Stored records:
····················

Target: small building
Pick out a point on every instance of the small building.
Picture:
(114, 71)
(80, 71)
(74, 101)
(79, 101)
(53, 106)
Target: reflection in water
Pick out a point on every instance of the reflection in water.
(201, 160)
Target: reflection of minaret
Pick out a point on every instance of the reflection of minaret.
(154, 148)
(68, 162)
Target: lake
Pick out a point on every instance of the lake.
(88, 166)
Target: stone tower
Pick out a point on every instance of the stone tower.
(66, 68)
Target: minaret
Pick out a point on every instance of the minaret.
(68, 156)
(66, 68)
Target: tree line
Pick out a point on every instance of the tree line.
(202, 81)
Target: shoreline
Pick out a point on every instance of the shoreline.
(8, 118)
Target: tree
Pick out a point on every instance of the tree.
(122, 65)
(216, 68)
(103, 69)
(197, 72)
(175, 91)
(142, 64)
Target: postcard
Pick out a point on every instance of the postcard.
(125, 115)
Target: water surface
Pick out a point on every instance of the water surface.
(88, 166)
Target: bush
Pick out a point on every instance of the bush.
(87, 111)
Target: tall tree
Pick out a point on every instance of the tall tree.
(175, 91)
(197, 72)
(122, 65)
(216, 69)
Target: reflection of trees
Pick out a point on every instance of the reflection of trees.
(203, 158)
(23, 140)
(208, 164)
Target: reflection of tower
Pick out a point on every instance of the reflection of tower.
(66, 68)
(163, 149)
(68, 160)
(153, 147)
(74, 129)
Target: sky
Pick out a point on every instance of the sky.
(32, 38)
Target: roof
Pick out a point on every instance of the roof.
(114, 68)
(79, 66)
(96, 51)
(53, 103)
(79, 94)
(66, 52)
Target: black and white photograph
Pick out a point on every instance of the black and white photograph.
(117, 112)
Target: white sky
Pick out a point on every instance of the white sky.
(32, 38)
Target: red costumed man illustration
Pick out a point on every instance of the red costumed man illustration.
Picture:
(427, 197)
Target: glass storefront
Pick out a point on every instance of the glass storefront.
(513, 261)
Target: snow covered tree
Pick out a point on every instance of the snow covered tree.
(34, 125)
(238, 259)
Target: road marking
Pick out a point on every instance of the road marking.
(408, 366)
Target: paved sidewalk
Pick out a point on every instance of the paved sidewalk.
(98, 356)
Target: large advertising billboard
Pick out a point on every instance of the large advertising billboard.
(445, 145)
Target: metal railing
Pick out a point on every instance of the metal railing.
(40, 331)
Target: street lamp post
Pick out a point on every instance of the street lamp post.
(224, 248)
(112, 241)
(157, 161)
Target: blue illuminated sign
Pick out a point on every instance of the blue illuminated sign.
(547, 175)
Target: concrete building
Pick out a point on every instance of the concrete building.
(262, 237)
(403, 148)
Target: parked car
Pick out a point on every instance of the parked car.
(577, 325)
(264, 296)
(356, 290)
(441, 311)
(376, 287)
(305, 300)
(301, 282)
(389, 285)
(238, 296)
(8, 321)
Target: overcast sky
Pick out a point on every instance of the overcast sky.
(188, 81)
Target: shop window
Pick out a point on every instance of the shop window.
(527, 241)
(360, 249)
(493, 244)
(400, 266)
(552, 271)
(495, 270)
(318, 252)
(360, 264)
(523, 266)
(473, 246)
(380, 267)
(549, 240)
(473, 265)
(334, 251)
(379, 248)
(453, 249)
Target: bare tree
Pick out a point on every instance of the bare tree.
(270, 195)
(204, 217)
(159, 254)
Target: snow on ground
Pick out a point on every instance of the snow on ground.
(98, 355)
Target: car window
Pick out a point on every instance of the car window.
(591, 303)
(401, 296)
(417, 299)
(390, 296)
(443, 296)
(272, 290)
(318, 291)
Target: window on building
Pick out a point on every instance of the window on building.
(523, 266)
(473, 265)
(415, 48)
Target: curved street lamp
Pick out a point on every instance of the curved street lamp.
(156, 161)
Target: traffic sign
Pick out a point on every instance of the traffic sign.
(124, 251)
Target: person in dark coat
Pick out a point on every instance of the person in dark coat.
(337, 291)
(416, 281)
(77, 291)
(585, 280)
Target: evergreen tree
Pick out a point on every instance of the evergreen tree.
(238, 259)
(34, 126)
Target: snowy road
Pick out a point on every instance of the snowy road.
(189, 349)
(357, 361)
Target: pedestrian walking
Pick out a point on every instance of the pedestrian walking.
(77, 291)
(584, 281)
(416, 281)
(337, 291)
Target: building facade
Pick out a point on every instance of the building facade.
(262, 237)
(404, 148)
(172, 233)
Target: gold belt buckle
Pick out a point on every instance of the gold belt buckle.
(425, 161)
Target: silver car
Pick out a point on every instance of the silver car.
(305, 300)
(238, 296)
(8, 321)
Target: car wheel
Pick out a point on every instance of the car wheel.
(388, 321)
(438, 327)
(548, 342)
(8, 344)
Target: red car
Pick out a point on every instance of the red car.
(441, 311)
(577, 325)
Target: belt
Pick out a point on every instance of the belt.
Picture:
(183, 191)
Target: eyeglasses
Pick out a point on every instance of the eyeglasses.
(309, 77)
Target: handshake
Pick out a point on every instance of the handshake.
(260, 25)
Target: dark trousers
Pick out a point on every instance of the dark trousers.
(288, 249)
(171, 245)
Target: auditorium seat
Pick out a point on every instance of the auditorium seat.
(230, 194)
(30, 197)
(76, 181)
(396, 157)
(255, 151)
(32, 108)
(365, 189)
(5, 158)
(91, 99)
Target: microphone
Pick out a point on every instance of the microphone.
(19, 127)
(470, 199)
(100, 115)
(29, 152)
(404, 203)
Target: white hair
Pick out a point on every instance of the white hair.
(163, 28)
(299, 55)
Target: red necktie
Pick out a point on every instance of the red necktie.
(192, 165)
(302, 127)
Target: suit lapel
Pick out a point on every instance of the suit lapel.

····················

→ Given instruction
Reproduce the listing shown above in its entirety, exactly.

→ Expected answer
Target: small building
Pick out a point on every instance of the small building.
Picture:
(114, 71)
(80, 71)
(74, 101)
(79, 101)
(53, 106)
Target: reflection in water
Pick out a point on every instance of the reflection in water.
(201, 160)
Target: reflection of minaret
Pick out a point on every instance of the reflection of minaret.
(154, 148)
(68, 162)
Target: lake
Pick out a point on every instance of the lake.
(88, 166)
Target: stone tower
Pick out a point on every instance of the stone tower.
(66, 68)
Target: minaret
Pick out a point on every instance of the minaret.
(68, 156)
(66, 68)
Target: tree line
Pick out a point on every instance of the tree line.
(202, 81)
Target: shoreline
Pick out a point on every instance of the shoreline.
(8, 118)
Target: tree
Pick out a point on every instance of the tree.
(122, 65)
(216, 68)
(103, 69)
(197, 72)
(175, 91)
(142, 64)
Target: postcard
Pick out a point on every instance of the postcard.
(125, 115)
Target: water surface
Pick out a point on every instance of the water surface.
(88, 166)
Target: bush
Pick out a point on every instance of the bush.
(87, 111)
Target: tall tree
Pick out a point on every instance of the tall tree.
(175, 91)
(197, 72)
(122, 65)
(216, 69)
Target: reflection of trees
Pick out a point on every instance of the reflection of trees.
(203, 158)
(23, 140)
(208, 164)
Target: reflection of tower
Pick out a point on every instance of the reflection of tower.
(66, 68)
(163, 149)
(68, 160)
(153, 147)
(74, 129)
Target: sky
Pick out a point on every instance of the sky.
(32, 38)
Target: roof
Pick out a point on every instance of the roof.
(114, 68)
(79, 66)
(96, 51)
(53, 103)
(79, 94)
(66, 52)
Target: black and white photograph
Pick out a point on every instance of the black and white photograph.
(117, 112)
Target: white sky
Pick out a point on every instance of the white sky.
(32, 38)
Target: red costumed man illustration
Pick out a point on every instance of the red costumed man illustration.
Picture:
(427, 197)
Target: glass storefront
Pick out a point on every instance of the glass storefront.
(513, 261)
Target: snow covered tree
Pick out a point on every instance of the snow covered tree.
(34, 125)
(238, 259)
Target: road marking
Pick out a point on every instance of the road marking.
(408, 366)
Target: paved sidewalk
Pick out a point on every instance of the paved sidewalk.
(98, 356)
Target: large advertising billboard
Pick out a point on every instance of the large advertising billboard.
(445, 145)
Target: metal railing
Pick out a point on every instance of the metal railing.
(40, 331)
Target: street lamp post
Pick out a point on every instance of the street lamp post.
(224, 248)
(112, 241)
(157, 161)
Target: blue illuminated sign
Pick out a point on every instance of the blue illuminated sign.
(547, 175)
Target: concrete building
Pick out a point on every instance of the concrete building.
(262, 237)
(403, 148)
Target: parked car
Pick out a point on every instance of the parked car.
(577, 325)
(264, 296)
(356, 290)
(441, 311)
(376, 287)
(305, 300)
(301, 282)
(389, 285)
(238, 296)
(8, 321)
Target: overcast sky
Pick out a point on every instance of the overcast sky.
(188, 81)
Target: shop window
Pick out a point on every instance of the shop window.
(527, 241)
(360, 249)
(493, 244)
(400, 266)
(552, 271)
(495, 270)
(318, 252)
(360, 264)
(523, 266)
(473, 246)
(380, 267)
(549, 240)
(473, 265)
(334, 251)
(379, 248)
(453, 249)
Target: bare tree
Pick out a point on every instance of the bare tree.
(270, 195)
(204, 217)
(159, 254)
Target: snow on ground
Pick out a point on every instance of the snow on ground.
(98, 355)
Target: car window
Pick out a point on every instance of the car window.
(591, 303)
(401, 296)
(417, 299)
(390, 296)
(443, 296)
(272, 290)
(318, 291)
Target: window on building
Pick out a point on every instance of the window on building.
(523, 266)
(473, 265)
(415, 48)
Target: curved street lamp
Pick out a point on every instance of the curved street lamp.
(156, 161)
Target: traffic sign
Pick out a point on every instance of the traffic sign.
(124, 251)
Target: person in dark coat
Pick out a point on every instance of the person in dark coat.
(337, 291)
(416, 281)
(77, 291)
(585, 280)
Target: evergreen tree
Pick out a point on every instance of the evergreen tree.
(238, 259)
(34, 126)
Target: snowy road
Pick out a point on every instance of the snowy road.
(189, 349)
(357, 361)
Target: pedestrian walking
Pick out a point on every instance of the pedestrian walking.
(77, 291)
(584, 281)
(416, 281)
(337, 291)
Target: building facade
Pick out a point on every instance of the building facade.
(262, 237)
(404, 148)
(172, 233)
Target: gold belt buckle
Pick out a point on every instance of the gold belt buckle.
(425, 161)
Target: silver car
Pick out a point on every instance of the silver car.
(305, 300)
(238, 296)
(8, 321)
Target: car wheel
Pick out a point on every instance of the car wheel.
(388, 321)
(438, 327)
(548, 342)
(8, 344)
Target: red car
Pick out a point on every instance of the red car.
(441, 311)
(577, 325)
Target: belt
Pick out a point on every instance of the belt.
Picture:
(183, 191)
Target: eyeglasses
Pick out a point on every instance of the eyeglasses.
(309, 77)
Target: handshake
Pick out a point on every instance of the handshake.
(260, 25)
Target: dark trousers
Pick out a point on every instance of the dark trousers.
(288, 249)
(171, 245)
Target: auditorium seat
Pick out a point on every instance of the auditorium seat.
(230, 194)
(30, 197)
(76, 181)
(396, 157)
(255, 151)
(32, 108)
(365, 189)
(5, 158)
(91, 99)
Target: microphone
Pick out a point on every instance of the microphone.
(19, 127)
(470, 199)
(100, 115)
(29, 152)
(404, 203)
Target: white hair
Pick out a point on every instance of the white hair.
(163, 28)
(299, 55)
Target: red necktie
Pick out a point on every instance of the red necktie.
(192, 165)
(302, 127)
Target: suit lapel
Pick out a point on every instance of the suit lapel.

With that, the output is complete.